##### Text passage #####
Talking over art, collaboration, festival and renewal with the fabulous Molly Ross of Baltimore’s Nana Projects

by Julie Ferreira

photo by Mitro Hood
photo by Mitro Hood

In their own words, Nana Projects of Baltimore, Maryland “is a company of lanterneers and visual alchemists inventing innovative artwork that draws people together in public spaces, strengthening their sense of community identity through shared cultural experience”.

During her time on the east coast, our friend Julie Ferreira dropped in to have a chat on our behalf with studio head and festal culture fellow traveller Molly Ross about the transformative power of art, group effort and public celebration.

Julie: Can we talk a little bit about your background and what brought you to all this, and the origins of the Great Halloween Lantern Parade?

Molly: I’ve been in Baltimore since ’99, and I’d come here from Chicago where I directed and designed a Halloween parade for Red Moon Theater in 1995, which went on to be a hugely successful event for them. And I also had done several other lantern parades in rural Wisconsin; the last one I did was actually in May of ’99. So then I relocated to Baltimore thinking I was only coming for a year, and as soon as I’d got here someone heard about the lantern parades I’d done in Chicago and said, “oh, well, we’ve been wanting a Halloween event; what would you like to do?” And to be honest, because I’d thought I was only going to be here for a year, I was like, oh, I’ll just do something easy that I know how to do and I know will be successful. We had maybe a hundred people the first year and it was really lovely and sweet, and every year after that it’s just kind of exploded with its success.

That’s really about as simple as it was. It was three non-profits who came together that were interested in really transforming a park called Patterson Park that had at that time very persistent urban problems: crime, drugs, prostitution. One was a community development corporation that was investing in housing, but also in cultural things throughout the area to make the community better, and in diversity in terms of economics for a healthy, holistic community. One was a friend’s organization that was sort of a support organization for the park itself, made up of people who lived around it that really wanted to make the park cleaner and better. And the other one was an arts non-profit. So all three of them were talking about things they could collaborate on and just invited me into the conversation and said, ”well if we do something, what do you think it could be?”. And Halloween Parade was it. And it doesn’t seem like it’ll be stopping anytime by Brian Sloane

Patterson Park: photo by Brian Sloane

It’s interesting because those organizations were all pretty new at that point and now they’re much more established, so things are shifting a little bit. It’s been this really amazing, organic partnership, and unique that there were three non-profits partnering together that were sharing responsibilities for things like fund-raising, volunteer recruitment, marketing. And also each one of them had their own constituencies so we were able to tap into a really diverse group of people; people that weren’t necessarily even arts people, maybe more like softball-people who play in the park were getting recruited through Friends of Patterson Park. So it was really great for that reason.

Julie: Is that still how it happens?

Molly: It’s still how it happens, but we’re bringing on additional partners now; another community development corporation this year, and some of the others are sort of shifting their roles and responsibilities. And now that Nana Projects has grown –we’re a non-profit also– we’re taking on more responsibility, in terms of volunteer recruitment, some fundraising, insurance, all of that kind of stuff.

Julie: Could you tell me something about your interest in lanterns as an art form?
##### Source records #####
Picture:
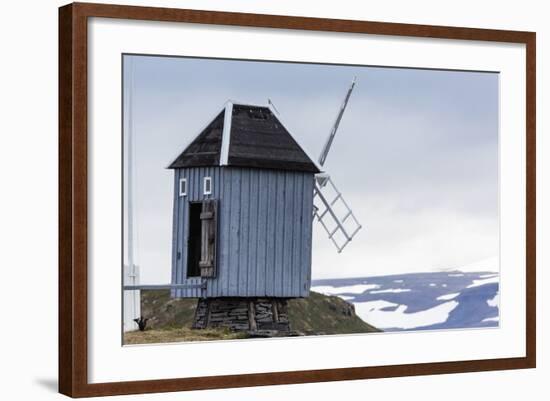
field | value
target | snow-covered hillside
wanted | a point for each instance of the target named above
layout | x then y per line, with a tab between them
460	298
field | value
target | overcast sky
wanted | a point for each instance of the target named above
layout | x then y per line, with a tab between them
416	155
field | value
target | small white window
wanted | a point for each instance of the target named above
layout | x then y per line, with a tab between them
183	186
207	185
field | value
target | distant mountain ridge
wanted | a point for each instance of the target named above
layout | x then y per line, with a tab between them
421	301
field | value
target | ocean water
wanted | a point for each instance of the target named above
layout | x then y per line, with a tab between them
421	301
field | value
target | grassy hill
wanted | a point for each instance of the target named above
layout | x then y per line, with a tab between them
170	319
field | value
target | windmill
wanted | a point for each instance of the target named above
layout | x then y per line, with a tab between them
330	209
245	195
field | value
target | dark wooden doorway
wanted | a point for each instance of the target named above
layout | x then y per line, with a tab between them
194	240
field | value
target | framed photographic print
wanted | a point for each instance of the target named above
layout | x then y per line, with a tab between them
255	199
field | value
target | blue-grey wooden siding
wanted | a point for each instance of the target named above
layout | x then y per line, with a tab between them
264	231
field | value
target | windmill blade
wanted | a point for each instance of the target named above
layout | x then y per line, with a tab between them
332	134
334	214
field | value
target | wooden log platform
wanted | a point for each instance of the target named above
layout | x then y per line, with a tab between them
243	314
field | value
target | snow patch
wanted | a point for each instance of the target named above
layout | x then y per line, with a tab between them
350	289
395	290
371	312
478	283
485	265
448	297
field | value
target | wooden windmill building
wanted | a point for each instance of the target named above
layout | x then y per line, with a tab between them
242	225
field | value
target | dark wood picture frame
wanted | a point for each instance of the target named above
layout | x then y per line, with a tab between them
73	308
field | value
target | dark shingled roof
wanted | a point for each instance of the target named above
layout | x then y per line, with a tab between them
256	139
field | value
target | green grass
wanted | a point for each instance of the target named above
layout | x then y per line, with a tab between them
170	319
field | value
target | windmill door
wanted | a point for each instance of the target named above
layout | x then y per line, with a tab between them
202	239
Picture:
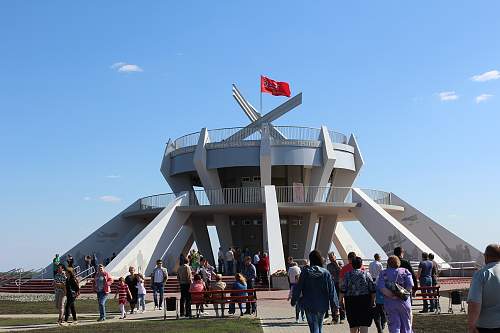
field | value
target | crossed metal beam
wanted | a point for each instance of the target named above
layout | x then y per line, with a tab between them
257	120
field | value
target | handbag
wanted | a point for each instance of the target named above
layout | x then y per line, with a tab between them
397	289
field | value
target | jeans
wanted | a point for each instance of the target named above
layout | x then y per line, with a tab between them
140	301
427	282
101	298
230	268
158	288
185	306
315	321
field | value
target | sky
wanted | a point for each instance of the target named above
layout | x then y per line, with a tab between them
91	91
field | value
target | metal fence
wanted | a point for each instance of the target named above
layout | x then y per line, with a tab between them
156	201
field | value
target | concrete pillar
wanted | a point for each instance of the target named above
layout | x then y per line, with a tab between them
265	156
326	230
202	239
272	230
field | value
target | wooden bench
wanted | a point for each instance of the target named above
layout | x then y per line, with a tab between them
427	294
223	297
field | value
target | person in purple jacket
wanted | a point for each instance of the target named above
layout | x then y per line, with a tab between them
398	310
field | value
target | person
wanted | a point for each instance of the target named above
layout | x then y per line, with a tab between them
102	286
250	273
158	278
375	267
239	284
60	291
131	281
72	292
483	299
399	252
435	270
334	268
141	292
197	286
263	268
358	292
293	277
206	271
229	262
55	264
315	291
184	277
218	285
123	294
398	310
424	276
220	261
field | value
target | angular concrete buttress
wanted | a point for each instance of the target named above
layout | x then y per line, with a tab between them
385	229
272	230
143	250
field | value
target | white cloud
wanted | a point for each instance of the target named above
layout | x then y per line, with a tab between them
110	198
123	67
483	98
486	76
447	96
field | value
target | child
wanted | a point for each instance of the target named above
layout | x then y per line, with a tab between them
121	292
141	292
197	285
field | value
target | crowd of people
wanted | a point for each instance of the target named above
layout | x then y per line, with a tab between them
362	296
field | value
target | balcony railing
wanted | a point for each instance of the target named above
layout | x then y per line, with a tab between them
223	137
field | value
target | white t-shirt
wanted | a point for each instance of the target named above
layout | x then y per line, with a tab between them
293	273
375	268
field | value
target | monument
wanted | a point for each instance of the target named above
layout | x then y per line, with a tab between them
279	189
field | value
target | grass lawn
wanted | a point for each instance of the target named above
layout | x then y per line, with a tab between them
440	323
82	306
205	325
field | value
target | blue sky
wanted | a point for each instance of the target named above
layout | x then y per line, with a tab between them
81	140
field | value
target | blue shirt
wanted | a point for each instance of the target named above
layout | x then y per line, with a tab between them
485	290
315	290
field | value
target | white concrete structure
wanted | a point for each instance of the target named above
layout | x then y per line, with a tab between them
267	188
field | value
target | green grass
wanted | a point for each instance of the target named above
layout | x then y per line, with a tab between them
455	323
205	325
82	306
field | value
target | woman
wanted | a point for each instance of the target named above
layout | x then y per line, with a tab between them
131	281
102	286
358	292
72	292
398	309
315	292
240	283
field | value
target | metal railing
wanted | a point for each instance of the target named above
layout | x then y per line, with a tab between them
226	196
224	137
156	201
309	194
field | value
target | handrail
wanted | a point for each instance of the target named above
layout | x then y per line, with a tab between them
280	134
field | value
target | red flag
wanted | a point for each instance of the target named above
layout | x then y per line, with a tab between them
274	87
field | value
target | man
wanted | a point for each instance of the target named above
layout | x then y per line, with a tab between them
131	281
375	267
158	278
184	277
55	264
229	262
484	294
424	276
316	292
250	273
220	260
60	291
334	268
399	252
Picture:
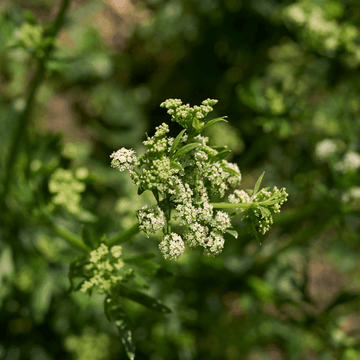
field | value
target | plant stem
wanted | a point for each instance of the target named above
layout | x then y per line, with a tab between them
234	205
24	117
72	238
124	236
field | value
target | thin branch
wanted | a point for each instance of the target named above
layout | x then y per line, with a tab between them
38	79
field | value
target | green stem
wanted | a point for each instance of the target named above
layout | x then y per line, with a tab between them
234	205
124	236
25	115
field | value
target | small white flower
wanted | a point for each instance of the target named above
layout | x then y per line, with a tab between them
151	219
172	246
221	221
123	159
214	244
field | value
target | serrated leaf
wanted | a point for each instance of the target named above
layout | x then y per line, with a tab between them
175	165
144	299
264	212
88	239
122	323
106	308
176	143
140	281
258	183
213	121
221	155
232	232
196	124
231	171
219	148
185	149
255	233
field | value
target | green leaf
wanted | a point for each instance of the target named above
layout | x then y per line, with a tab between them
175	165
142	261
221	155
122	323
255	233
196	124
140	190
343	298
258	183
88	239
143	299
185	149
264	212
140	281
219	148
213	121
231	171
232	232
176	143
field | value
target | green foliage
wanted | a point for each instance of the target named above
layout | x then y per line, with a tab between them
286	73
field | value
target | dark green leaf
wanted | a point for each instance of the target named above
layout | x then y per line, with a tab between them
231	171
185	149
142	262
258	183
143	299
140	190
140	281
122	322
255	233
213	121
176	143
342	298
196	124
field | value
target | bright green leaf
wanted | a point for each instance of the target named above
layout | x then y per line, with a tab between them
213	121
176	143
185	149
143	299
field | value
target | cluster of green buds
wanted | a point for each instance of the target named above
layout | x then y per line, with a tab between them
106	270
183	173
67	189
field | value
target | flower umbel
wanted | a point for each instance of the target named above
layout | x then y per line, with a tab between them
106	270
183	174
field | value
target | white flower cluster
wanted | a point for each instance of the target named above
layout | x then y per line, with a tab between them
239	196
184	114
151	219
123	159
261	215
106	269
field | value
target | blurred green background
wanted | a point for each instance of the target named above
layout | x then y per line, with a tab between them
#####
• Task 1
Pick out each line of the records that contains the string "small", treating uppercase and lowercase letters as different, and copy those lines.
• Task 2
Carry on the Nana Projects interview from the point where it stops.

• Exercise response 1
target | small white window
target | small white flower

• Exercise response 2
photo by Mitro Hood
photo by Mitro Hood

Molly: You know what’s funny is that it’s not so much that I’m so fascinated with lanterns; it’s more that I’m very interested in involving people in public spaces, and the lanterns are just a really lovely form. To be honest, the first time I did lanterns, it was really just that I needed to do an event at night-time. I’d been doing puppet pageants in the day-time, but at night of course you can’t really see them without it being illuminated, so we did some big lanterns and paraded those around. So it was really just problem-solving.

Obviously lanterns have a lot of magical, mythical qualities for people, illumination and a lot of metaphors and everything, but they’re also just a really lovely, fun thing. The making of multiples I think is really great. For me what’s exciting about it is everyone’s making the same thing, but each one becomes very individual, and even though people invest individually in this thing, it’s only when they come together as this giant procession that the magic really comes to life. Of course everything is beautiful on its own, but when you put 1500 of them together it’s really dramatic and stunning. So that to me is the most exciting thing.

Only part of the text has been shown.